* BEGIN *

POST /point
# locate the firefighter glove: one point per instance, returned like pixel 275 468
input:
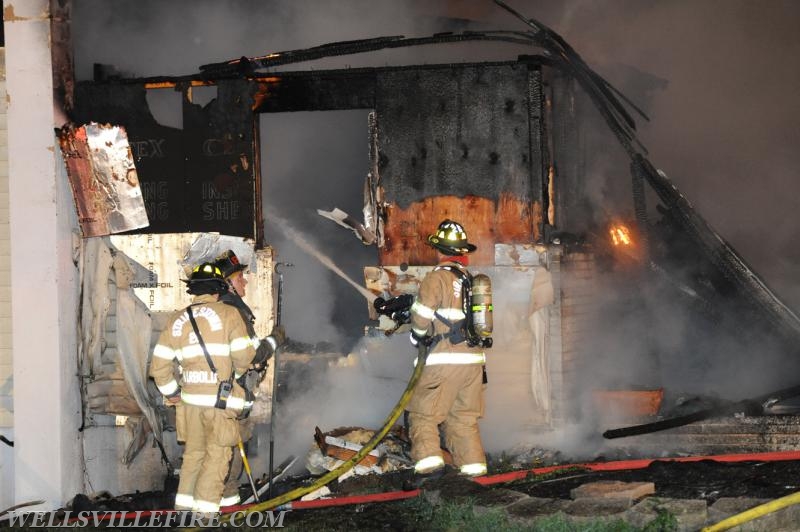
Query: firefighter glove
pixel 423 338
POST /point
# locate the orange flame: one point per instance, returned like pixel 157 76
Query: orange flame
pixel 620 235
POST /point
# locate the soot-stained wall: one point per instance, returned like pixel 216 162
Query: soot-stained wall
pixel 198 178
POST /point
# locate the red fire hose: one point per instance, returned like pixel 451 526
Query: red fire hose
pixel 619 465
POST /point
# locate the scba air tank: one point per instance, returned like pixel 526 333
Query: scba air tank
pixel 482 322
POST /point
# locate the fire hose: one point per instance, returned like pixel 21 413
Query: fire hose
pixel 394 415
pixel 754 513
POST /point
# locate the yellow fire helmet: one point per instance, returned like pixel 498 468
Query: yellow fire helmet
pixel 451 239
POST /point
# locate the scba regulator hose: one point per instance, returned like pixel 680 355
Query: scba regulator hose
pixel 394 415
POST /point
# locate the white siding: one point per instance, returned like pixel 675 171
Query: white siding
pixel 6 373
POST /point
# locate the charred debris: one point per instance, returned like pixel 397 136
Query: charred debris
pixel 508 148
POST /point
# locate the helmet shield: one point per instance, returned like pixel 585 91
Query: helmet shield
pixel 206 278
pixel 451 239
pixel 228 263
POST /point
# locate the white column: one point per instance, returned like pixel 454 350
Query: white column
pixel 47 446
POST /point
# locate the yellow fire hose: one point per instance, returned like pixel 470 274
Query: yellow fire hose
pixel 349 464
pixel 753 513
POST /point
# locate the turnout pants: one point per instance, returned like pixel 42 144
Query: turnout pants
pixel 230 494
pixel 210 435
pixel 451 395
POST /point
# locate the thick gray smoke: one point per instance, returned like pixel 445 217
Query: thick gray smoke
pixel 720 87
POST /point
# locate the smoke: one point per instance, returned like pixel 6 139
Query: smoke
pixel 720 86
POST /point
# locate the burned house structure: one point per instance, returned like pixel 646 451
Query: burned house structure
pixel 634 294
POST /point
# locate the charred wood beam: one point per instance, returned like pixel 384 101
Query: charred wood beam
pixel 754 406
pixel 721 254
pixel 236 66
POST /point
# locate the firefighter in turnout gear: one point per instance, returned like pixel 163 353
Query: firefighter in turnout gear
pixel 209 340
pixel 233 271
pixel 450 390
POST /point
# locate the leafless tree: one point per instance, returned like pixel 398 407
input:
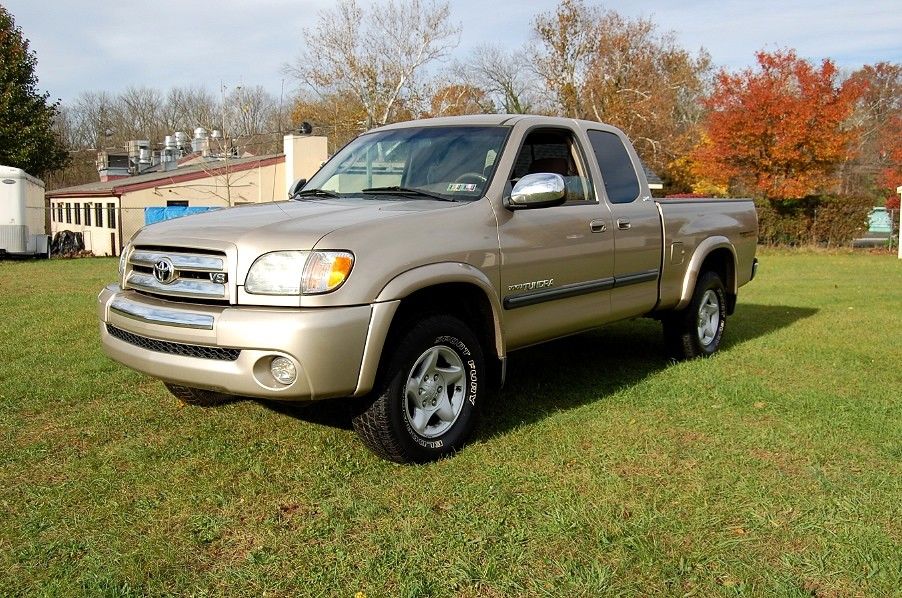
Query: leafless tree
pixel 375 55
pixel 508 77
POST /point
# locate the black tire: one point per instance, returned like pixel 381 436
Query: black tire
pixel 682 330
pixel 387 424
pixel 197 397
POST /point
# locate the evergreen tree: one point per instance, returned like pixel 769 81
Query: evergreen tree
pixel 27 139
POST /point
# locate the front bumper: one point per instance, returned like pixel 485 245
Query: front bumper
pixel 229 349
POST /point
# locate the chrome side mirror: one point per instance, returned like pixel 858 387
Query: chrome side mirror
pixel 296 187
pixel 540 190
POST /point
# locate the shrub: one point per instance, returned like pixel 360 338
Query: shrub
pixel 829 220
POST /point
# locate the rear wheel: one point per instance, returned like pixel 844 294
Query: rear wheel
pixel 425 404
pixel 698 330
pixel 197 396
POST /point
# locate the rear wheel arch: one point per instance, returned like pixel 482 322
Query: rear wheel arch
pixel 717 255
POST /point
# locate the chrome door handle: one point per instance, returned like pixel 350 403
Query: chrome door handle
pixel 598 226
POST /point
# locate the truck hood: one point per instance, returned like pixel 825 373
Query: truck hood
pixel 281 225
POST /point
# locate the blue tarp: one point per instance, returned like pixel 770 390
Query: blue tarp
pixel 152 215
pixel 879 221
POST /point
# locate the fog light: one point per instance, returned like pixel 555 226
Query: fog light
pixel 283 370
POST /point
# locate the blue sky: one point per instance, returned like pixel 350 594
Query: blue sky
pixel 105 45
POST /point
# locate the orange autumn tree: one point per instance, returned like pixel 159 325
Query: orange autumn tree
pixel 776 131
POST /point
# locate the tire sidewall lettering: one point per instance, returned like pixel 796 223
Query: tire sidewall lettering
pixel 472 377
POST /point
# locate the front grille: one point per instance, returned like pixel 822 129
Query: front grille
pixel 195 275
pixel 152 344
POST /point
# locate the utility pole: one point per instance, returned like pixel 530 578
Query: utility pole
pixel 899 240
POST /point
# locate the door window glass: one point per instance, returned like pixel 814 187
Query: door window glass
pixel 617 172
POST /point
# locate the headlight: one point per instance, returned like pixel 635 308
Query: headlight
pixel 298 272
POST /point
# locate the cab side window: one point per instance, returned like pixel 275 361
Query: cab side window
pixel 554 151
pixel 620 180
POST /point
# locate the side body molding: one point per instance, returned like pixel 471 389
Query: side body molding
pixel 702 251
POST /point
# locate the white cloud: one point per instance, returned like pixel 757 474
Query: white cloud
pixel 164 43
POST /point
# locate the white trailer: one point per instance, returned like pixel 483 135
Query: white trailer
pixel 22 212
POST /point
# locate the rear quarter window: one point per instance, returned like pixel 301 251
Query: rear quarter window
pixel 617 172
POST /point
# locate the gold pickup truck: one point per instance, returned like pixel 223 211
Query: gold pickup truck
pixel 407 269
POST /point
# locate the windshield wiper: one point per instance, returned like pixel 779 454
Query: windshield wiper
pixel 315 193
pixel 407 191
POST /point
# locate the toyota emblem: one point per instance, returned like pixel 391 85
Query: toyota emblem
pixel 164 271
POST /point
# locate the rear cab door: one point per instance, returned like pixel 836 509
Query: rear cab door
pixel 637 231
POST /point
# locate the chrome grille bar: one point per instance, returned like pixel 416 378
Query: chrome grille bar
pixel 199 276
pixel 159 315
pixel 183 287
pixel 181 261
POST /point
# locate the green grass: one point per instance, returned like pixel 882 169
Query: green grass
pixel 774 468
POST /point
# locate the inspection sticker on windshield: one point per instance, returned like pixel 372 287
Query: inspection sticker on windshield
pixel 461 186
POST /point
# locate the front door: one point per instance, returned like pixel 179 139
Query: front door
pixel 556 263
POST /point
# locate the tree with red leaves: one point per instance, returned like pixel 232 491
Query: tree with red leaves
pixel 776 131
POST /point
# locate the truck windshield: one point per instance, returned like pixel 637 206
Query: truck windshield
pixel 454 163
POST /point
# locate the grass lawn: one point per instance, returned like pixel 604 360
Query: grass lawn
pixel 773 468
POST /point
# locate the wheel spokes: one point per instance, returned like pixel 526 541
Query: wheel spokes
pixel 420 419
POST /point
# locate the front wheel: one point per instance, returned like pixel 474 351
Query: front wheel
pixel 697 330
pixel 425 404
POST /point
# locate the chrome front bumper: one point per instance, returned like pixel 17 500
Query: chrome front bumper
pixel 229 349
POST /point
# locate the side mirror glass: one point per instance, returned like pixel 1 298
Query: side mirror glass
pixel 298 185
pixel 540 190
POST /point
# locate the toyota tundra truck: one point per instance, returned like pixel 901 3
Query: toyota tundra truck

* END *

- [TASK DESCRIPTION]: Working from the material above, transcribe it exactly while omitting pictures.

- [THE SOLUTION]:
POST /point
# locate the firefighter glove: one point per instance, returned like pixel 275 468
input:
Query: firefighter glove
pixel 423 338
POST /point
# locate the orange flame: one point per instance, returned like pixel 157 76
Query: orange flame
pixel 620 235
POST /point
# locate the soot-stained wall: one point per instance, returned like pixel 216 162
Query: soot-stained wall
pixel 198 178
POST /point
# locate the red fire hose: one point per instance, returned like pixel 451 526
Query: red fire hose
pixel 619 465
POST /point
# locate the scba air tank: one point per instance, returned like pixel 526 333
Query: scba air tank
pixel 482 322
POST /point
# locate the fire hose: one point per instance, returned like pixel 21 413
Query: fire hose
pixel 394 415
pixel 754 513
POST /point
# locate the yellow fire helmet: one point per instance, returned like pixel 498 468
Query: yellow fire helmet
pixel 451 239
POST /point
# locate the scba regulator hose: one point per instance, returned like pixel 680 355
Query: scba regulator hose
pixel 394 415
POST /point
# locate the white siding: one point per instance, returned like pixel 675 171
Query: white siding
pixel 6 373
POST /point
# locate the charred debris: one point per instance, returned like pixel 397 136
Query: charred debris
pixel 508 148
POST /point
# locate the helmet shield: one point per instance, returned like pixel 585 91
Query: helmet shield
pixel 206 278
pixel 451 239
pixel 228 263
POST /point
# locate the white column: one point per instance, returned like pixel 454 350
Query: white column
pixel 47 446
POST /point
# locate the yellow fire hose: one point per instance, returned like pixel 470 274
Query: yellow fire hose
pixel 349 464
pixel 753 513
POST /point
# locate the turnout pants: one point per instance, returned like pixel 42 144
Query: turnout pants
pixel 230 494
pixel 210 435
pixel 451 395
POST /point
# locate the thick gray smoke: one point per instance, returned like pixel 445 217
Query: thick gray smoke
pixel 720 87
POST /point
# locate the smoke: one point per instance, returned like pixel 6 139
Query: smoke
pixel 720 86
POST /point
# locate the burned house structure: one point per instance, returned like pixel 646 451
Query: burned house structure
pixel 634 294
POST /point
# locate the charred wood beam: one point per instance, returned like pixel 384 101
Query: charred wood beam
pixel 754 406
pixel 721 254
pixel 236 66
POST /point
# locate the firefighter in turnout gear: one point per instance, returned like pixel 163 353
Query: firefighter in turnout gear
pixel 209 340
pixel 233 271
pixel 450 390
POST /point
# locate the leafless tree: one point per instance, returned like pixel 398 407
input:
Query: leafless tree
pixel 375 55
pixel 508 77
POST /point
# locate the black tire: one point per instance, returned like pixel 381 436
Query: black tire
pixel 682 330
pixel 387 424
pixel 197 397
POST /point
# locate the evergreen tree: one point per instance, returned like pixel 769 81
Query: evergreen tree
pixel 27 139
POST /point
# locate the front bumper: one point per instance, returned like pixel 485 245
Query: front bumper
pixel 229 349
POST /point
# locate the chrome side mirror: one point per instance, returned like pixel 858 387
Query: chrome side mirror
pixel 296 187
pixel 540 190
POST /point
# locate the shrub: one point per instance, returned like pixel 360 338
Query: shrub
pixel 829 220
POST /point
# locate the rear wheel: one point per instance, returned like pixel 844 294
Query: rear wheel
pixel 425 404
pixel 698 330
pixel 197 396
POST /point
# locate the rear wheel arch: one point per instance, returned like pixel 482 322
Query: rear wheel arch
pixel 717 255
POST /point
# locate the chrome door handle: one point per instance, returned like pixel 350 403
Query: chrome door handle
pixel 598 226
POST /point
# locate the truck hood: one point per instance, returned like pixel 825 373
Query: truck hood
pixel 281 225
POST /point
# locate the blue tarp: one point per instance, returned like pixel 770 390
Query: blue tarp
pixel 152 215
pixel 879 221
POST /point
# locate the fog light: one point per instance, returned like pixel 555 226
Query: fog light
pixel 283 370
POST /point
# locate the blue sky: one point per instance, returned like pixel 350 594
Query: blue sky
pixel 105 45
POST /point
# locate the orange autumn tree: one point per instance, returned like pixel 159 325
Query: orange autumn tree
pixel 776 131
POST /point
# locate the tire sidewall lettering: one point per instance, returned like pixel 796 223
Query: tire sidewall lettering
pixel 472 377
POST /point
# locate the front grille: one point per instance, returned like pixel 822 129
Query: front grille
pixel 195 275
pixel 152 344
POST /point
# locate the utility pole: one point per instance, returned like pixel 530 578
Query: utility pole
pixel 899 240
POST /point
# locate the door window glass: one point per instance, returned like pixel 814 187
Query: door window glass
pixel 617 172
POST /point
# locate the headlight: one point per instance, returned like pixel 635 308
Query: headlight
pixel 298 272
POST /point
# locate the cab side window: one point per instance, returned like pixel 275 361
Query: cab side window
pixel 554 151
pixel 620 180
POST /point
# locate the side body molding: one point per instance, returned like pixel 471 389
Query: side body molding
pixel 702 251
POST /point
# locate the white cloud: one point per instance, returned like pixel 757 474
Query: white cloud
pixel 164 43
POST /point
# locate the white trailer: one point per instance, returned like pixel 483 135
Query: white trailer
pixel 22 212
POST /point
# locate the rear quarter window: one point per instance, returned like pixel 301 251
Query: rear quarter window
pixel 617 172
POST /point
# locate the gold pickup truck: one point per instance, returned like pixel 223 211
Query: gold pickup truck
pixel 407 269
POST /point
# locate the windshield wiper: one point per instance, returned like pixel 779 454
Query: windshield wiper
pixel 315 193
pixel 407 191
POST /point
# locate the toyota emblem: one point per instance, returned like pixel 391 85
Query: toyota emblem
pixel 164 271
POST /point
# locate the rear cab door: one point per instance, returned like pixel 836 509
Query: rear cab door
pixel 637 231
POST /point
# locate the chrome grille bar: one point per instance, returned like pixel 416 378
Query: chrome grille bar
pixel 199 276
pixel 159 315
pixel 183 287
pixel 181 261
POST /point
# locate the green grass: one point per instance, returned like pixel 882 169
Query: green grass
pixel 774 468
POST /point
# locate the inspection sticker on windshield: one point per instance, returned like pixel 372 287
Query: inspection sticker on windshield
pixel 461 186
POST /point
# locate the front door: one point per instance, returned like pixel 179 139
Query: front door
pixel 556 263
POST /point
# locate the tree with red leaves: one point per instance, returned like pixel 232 491
Query: tree with red leaves
pixel 776 131
POST /point
# locate the truck windshield: one point per instance, returned like pixel 637 206
Query: truck windshield
pixel 454 163
POST /point
# locate the grass lawn: one point per instance, returned like pixel 604 360
Query: grass lawn
pixel 773 468
POST /point
# locate the wheel spokes: one point per instance, returned like pixel 526 541
Query: wheel spokes
pixel 420 419
POST /point
# locate the front wheel: one point per instance, returned like pixel 474 351
Query: front wheel
pixel 697 330
pixel 425 404
POST /point
# locate the chrome front bumper: one point per instance, returned like pixel 17 500
Query: chrome front bumper
pixel 229 349
POST /point
# locate the side mirror glass: one point per instance, returned like pixel 1 298
Query: side mirror glass
pixel 298 185
pixel 540 190
POST /point
# locate the toyota tundra truck: one point per instance, returned like pixel 901 3
Query: toyota tundra truck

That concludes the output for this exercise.